● **GIVEN TASK A**: On the HBASEScan operator page, how many output ports does the operator have?

● **EXCERPTED PASSAGE**:
-- Start --

Operator HBASEScan

The HBASEScan operator scans an HBase table. Like the FileSource operator, it has an optional input port. If no input port is specifed, then the operator scans the table according to the parameters that you specify, and sends the final punctuation. If you specify an input port, the operator does not start a scan until it receives a tuple. After the operator receives a tuple, it scans according to that tuple and produces a punctuation. When you use this operator without an input port, the operator might be multi-threaded. One thread is used per HBASE region, up to the value that you specify in the maxThreads parameter. If the operator is in a parallel region, it further divides up the scanning work between other operators in the region, based on the channel and maxChannel parameter values, such that each row is scanned exactly once. When the scan is multithreaded or used as part of a parallel region, the tuples are not in order.

By default, when you do not specify an input port, the operator scans the whole table. If you specify both the startRow and endRow parameters, the scan starts at the row specified in the startRow parameter and ends at the row specified in the endRow parameter. If you specify only the startRow parameter, the table scan starts there. If your specify only the endRow parameter, the table scan starts at the beginning and scans until the row specified in the endRow parameter. If you specify the rowPrefix parameter, the table scans all rows with that row prefix. When you specify an input port, the operator waits for a tuple to begin the scan. The operator expects the input tuple to contain either (1) a startRow attribute, (2) an endRow attribute, (3) a startRow and an endRow attribute, or (3) a rowPrefix attribute. It then scans according to that attribute and outputs punctuation. The attributes can be any of the valid input types, such as rstring, ustring, long, or blob. Any other attributes are copied through to the output tuple.

Two output modes are supported. In tuple mode, each row/columnFamily/columnQualifer/value entry is mapped to an Streams tuple. The row populates the row attribute, the columnFamily populates the columnFamily attribute, the columnQualifier attribute populates the columnQualifier attribute, and the value populates the value attribute. The value can either be a long or a string data type; all other values must be rstring data types.

In record mode, the value attribute is of tuple type, and each row produces one Streams tuple. The value is populated by taking the attribute names in the value tuple as column qualifiers and placing the values in the attributes that are specified by their column qualifiers.

Behavior in a consistent region

If the operator has an input port, it may not be the source of a consistent region. If it does not have an input port, it can be the source of a region, and the region may either be operator-driven or periodic.

When in a operator-based consistent region, the triggerCount must be set to the number of rows to process before triggering a drain. The operator will process approximately that many rows before starting a drain.

Summary

Ports: This operator has 1 input port and 2 output ports.
Windowing: This operator does not accept any windowing configurations.
Parameters: This operator supports 19 parameters.
Optional: authKeytab, authPrincipal, channel, endRow, hbaseSite, initDelay, maxChannels, maxThreads, maxVersions, minTimestamp, outAttrName, outputCountAttr, rowPrefix, startRow, staticColumnFamily, staticColumnQualifier, tableName, tableNameAttribute, triggerCount
Metrics: This operator does not report any metrics.

-- End --

[Items stored from a collection]
-- Start --

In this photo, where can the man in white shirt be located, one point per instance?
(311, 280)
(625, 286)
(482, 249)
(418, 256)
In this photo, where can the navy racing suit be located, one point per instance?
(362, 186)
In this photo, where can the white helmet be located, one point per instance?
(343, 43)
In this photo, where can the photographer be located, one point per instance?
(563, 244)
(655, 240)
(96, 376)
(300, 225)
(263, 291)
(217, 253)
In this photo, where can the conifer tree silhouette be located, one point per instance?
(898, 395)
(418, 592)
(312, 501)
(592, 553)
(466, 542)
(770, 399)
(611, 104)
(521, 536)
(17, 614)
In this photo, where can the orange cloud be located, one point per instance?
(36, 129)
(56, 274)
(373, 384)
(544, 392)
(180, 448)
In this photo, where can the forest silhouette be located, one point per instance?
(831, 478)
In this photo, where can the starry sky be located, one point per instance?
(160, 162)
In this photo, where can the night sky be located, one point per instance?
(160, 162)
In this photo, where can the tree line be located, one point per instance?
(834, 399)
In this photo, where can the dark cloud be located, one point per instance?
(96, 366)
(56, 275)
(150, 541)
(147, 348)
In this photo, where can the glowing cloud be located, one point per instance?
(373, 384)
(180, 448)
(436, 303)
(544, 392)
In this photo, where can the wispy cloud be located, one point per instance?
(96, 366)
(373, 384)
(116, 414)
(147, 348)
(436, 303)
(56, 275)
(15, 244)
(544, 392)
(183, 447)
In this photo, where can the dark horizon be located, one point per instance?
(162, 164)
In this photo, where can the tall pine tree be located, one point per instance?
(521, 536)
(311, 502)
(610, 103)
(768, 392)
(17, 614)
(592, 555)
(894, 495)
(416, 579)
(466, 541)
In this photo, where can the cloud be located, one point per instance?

-- End --

● **GIVEN TASK B**: Count the lines in the records that contain the string "silhouette", with case significant, and reply with the number alone.

● **EXPECTED ANSWER A**: Two.

● **EXPECTED ANSWER B**: 2